=== WHAT IS BEING ASKED ===
Output the lines that follow exactly as they are.

........

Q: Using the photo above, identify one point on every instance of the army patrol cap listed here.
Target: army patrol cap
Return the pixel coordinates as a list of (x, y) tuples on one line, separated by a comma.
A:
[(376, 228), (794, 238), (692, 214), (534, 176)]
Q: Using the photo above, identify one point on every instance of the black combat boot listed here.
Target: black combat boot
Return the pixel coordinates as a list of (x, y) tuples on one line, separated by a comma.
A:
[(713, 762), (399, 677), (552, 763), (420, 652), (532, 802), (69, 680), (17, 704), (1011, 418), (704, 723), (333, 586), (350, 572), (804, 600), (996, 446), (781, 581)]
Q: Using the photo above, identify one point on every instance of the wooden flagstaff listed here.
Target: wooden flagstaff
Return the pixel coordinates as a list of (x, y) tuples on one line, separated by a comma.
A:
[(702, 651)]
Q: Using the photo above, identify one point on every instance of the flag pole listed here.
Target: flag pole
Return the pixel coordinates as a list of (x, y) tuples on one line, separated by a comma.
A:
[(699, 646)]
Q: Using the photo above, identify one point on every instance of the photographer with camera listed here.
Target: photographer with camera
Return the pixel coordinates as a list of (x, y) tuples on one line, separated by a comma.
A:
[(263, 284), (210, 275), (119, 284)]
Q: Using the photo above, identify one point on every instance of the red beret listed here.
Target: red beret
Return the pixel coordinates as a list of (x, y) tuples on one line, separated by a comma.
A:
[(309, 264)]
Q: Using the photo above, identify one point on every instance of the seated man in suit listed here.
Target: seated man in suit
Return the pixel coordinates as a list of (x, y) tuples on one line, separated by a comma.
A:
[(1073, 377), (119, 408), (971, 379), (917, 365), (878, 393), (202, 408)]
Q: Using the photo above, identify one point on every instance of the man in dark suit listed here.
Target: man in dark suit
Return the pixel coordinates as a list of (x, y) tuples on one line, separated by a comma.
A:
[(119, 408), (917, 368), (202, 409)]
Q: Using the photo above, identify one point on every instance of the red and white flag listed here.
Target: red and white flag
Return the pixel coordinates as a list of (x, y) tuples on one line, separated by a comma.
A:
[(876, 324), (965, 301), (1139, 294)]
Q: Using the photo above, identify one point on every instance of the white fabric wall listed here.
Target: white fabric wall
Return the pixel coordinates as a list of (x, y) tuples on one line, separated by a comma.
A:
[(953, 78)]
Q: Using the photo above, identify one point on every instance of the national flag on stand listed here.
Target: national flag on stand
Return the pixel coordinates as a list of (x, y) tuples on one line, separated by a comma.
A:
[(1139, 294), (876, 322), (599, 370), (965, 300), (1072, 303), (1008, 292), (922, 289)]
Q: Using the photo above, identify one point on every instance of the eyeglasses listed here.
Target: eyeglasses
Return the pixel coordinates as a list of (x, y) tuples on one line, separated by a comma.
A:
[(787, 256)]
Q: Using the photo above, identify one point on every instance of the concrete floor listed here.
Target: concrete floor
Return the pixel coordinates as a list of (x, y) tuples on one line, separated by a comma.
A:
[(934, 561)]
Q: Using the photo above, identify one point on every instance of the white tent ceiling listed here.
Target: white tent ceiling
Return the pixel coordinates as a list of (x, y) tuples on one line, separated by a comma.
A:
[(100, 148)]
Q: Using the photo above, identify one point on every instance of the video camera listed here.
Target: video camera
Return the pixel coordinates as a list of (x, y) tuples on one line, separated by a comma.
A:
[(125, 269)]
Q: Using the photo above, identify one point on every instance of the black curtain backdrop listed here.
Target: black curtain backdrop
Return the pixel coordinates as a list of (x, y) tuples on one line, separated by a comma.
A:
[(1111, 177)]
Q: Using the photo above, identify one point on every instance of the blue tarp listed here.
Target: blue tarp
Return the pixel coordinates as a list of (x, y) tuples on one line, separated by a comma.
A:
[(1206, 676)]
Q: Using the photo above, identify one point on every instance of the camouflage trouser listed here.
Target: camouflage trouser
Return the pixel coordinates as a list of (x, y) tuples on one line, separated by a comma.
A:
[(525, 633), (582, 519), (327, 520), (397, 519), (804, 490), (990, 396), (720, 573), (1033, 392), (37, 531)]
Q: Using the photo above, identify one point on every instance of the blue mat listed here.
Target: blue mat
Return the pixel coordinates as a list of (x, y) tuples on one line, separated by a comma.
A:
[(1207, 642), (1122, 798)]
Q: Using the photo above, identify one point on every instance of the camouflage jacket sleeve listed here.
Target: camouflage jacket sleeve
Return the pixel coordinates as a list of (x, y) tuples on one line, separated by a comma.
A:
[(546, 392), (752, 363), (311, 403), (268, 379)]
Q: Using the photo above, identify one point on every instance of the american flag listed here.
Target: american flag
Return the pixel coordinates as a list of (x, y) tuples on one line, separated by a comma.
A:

........

=== RESPONSE ===
Q: Using the photo above, identify one point on every instance of the army patrol cap listed here.
Target: army patrol cap
Return the pixel coordinates as a list of (x, y) tuples on one line, separated by a comma.
A:
[(376, 228), (794, 238), (692, 214), (534, 176)]
Q: Using the photo above, identify one point on every instance of the black combat boot listed here.
Target: black combat boot
Return the pixel coordinates as a list of (x, y) tuples on one line, separated by a comma.
A:
[(713, 762), (399, 677), (552, 763), (420, 652), (532, 802), (69, 680), (17, 704), (1011, 418), (704, 723), (333, 586), (350, 572), (804, 600), (996, 446), (781, 581)]
Q: Using the photo above, identify one point on every instance of the wooden flagstaff listed here.
Target: wooden flagstaff
Return the pixel coordinates as a list of (x, y) tuples on one line, separated by a comma.
A:
[(702, 651)]
Q: Using the photo above, identify one point on every instance of the flag pole listed here.
Target: flag pole
Return the pixel coordinates as a list of (x, y) tuples on one line, separated by a comma.
A:
[(699, 646)]
Q: Using the photo above, identify one point on every instance of the photographer with camera listed here.
Target: photographer with camera
Return the pixel coordinates as a list of (x, y) tuples on one line, separated by a comma.
A:
[(263, 284), (210, 275), (119, 284)]
Q: Using the photo above, identify one point on every instance of the red beret listed here.
Target: red beret
Return the pixel coordinates as a list of (x, y) tuples on one line, separated by a comma.
A:
[(309, 264)]
Q: Using the photo above, identify one point on every instance of the seated man in suit listed here.
Target: seated man in suit
Return the pixel coordinates as a list of (x, y) tuples on one line, separated by a comma.
A:
[(1073, 377), (119, 408), (971, 379), (917, 365), (878, 393), (202, 408)]
Q: Using the photo above, identify one point on every instance of the man in dark suit listed here.
Target: man in dark suit
Return the pixel coordinates as a list of (x, y) tuples on one line, separated by a comma.
A:
[(119, 408), (917, 368), (202, 409)]
Q: Using the photo above, identify one point on every instance of the red and white flag listed here.
Target: red and white flag
Return the pixel coordinates as a list of (x, y) tuples on one line, separated by a comma.
A:
[(876, 324), (965, 301), (1139, 294)]
Q: Using the photo above, identify one point on every instance of the white fabric wall listed here.
Target: white fabric wall
Return the pixel coordinates as a list of (x, y) tuples on one line, separated by a comma.
A:
[(953, 78)]
Q: Using the photo above, identify one point on every instance of the national flag on stand listed here.
Target: national flag on stand
Return the pixel coordinates as a list of (x, y) tuples on one line, separated by a comma.
A:
[(1139, 294), (876, 322), (599, 370), (965, 300), (1072, 303), (1008, 292), (922, 289)]
Q: Using the photo above, identify one point on every instance of the eyeglasses listed here.
Target: eyeglasses
Return the pixel coordinates as a list of (x, y) tuples on one line, separated by a comma.
A:
[(787, 256)]
Q: Using the photo above, identify one point on every instance of the concrete floor listed here.
Target: concrete floor
Return the pixel coordinates as a list of (x, y) tuples on one line, separated by a comma.
A:
[(934, 561)]
Q: Using the photo above, identify one point on every instance of the white tent ceiling listed here.
Target: white tent ceiling
Return the pixel coordinates as a list of (x, y) tuples on one line, separated by a comma.
A:
[(100, 148)]
Q: Using the photo above, identify one point on every instance of the video camera listed here.
Target: video camera
Return the pixel coordinates as a list of (x, y) tuples on one line, separated by a comma.
A:
[(125, 269)]
Q: Using the photo above, identify one point on every instance of the black curtain backdrop listed here.
Target: black curtain backdrop
Return the pixel coordinates as a list of (x, y) tuples on one line, separated by a comma.
A:
[(1111, 177)]
Q: Using the photo above, identify one point on every instance of the blue tarp listed here.
Target: blue tarp
Return the pixel coordinates as a list of (x, y) tuples on one line, separated by a comma.
A:
[(1206, 676)]
Q: Using the photo above, identify one point on every instance of the camouflage trouser listed here.
Target: camouflage trouser
Return the pixel coordinates as a list of (x, y) tuples on one line, separated by a comma.
A:
[(525, 633), (582, 519), (327, 520), (397, 519), (804, 490), (990, 396), (720, 573), (1033, 392), (37, 531)]
Q: Using the photo above, identify one point on every instance of the blue mat listed here.
Target: blue mat
Return the pixel coordinates as a list of (x, y) tuples on one line, separated by a comma.
A:
[(1207, 642), (1122, 798)]
Q: Using the photo above, identify one point on every instance of the camouflage jacket sleeve listed here.
Target: camouflage jacket sleeve
Return the pixel coordinates as a list of (x, y) tuples on one line, separated by a comma.
A:
[(546, 392), (752, 363), (311, 403), (268, 379)]
Q: Using the photo above, identify one point on every instance of the american flag listed here.
Target: american flag
Return the pixel coordinates as a list of (x, y) tuples on one line, separated by a comma.
A:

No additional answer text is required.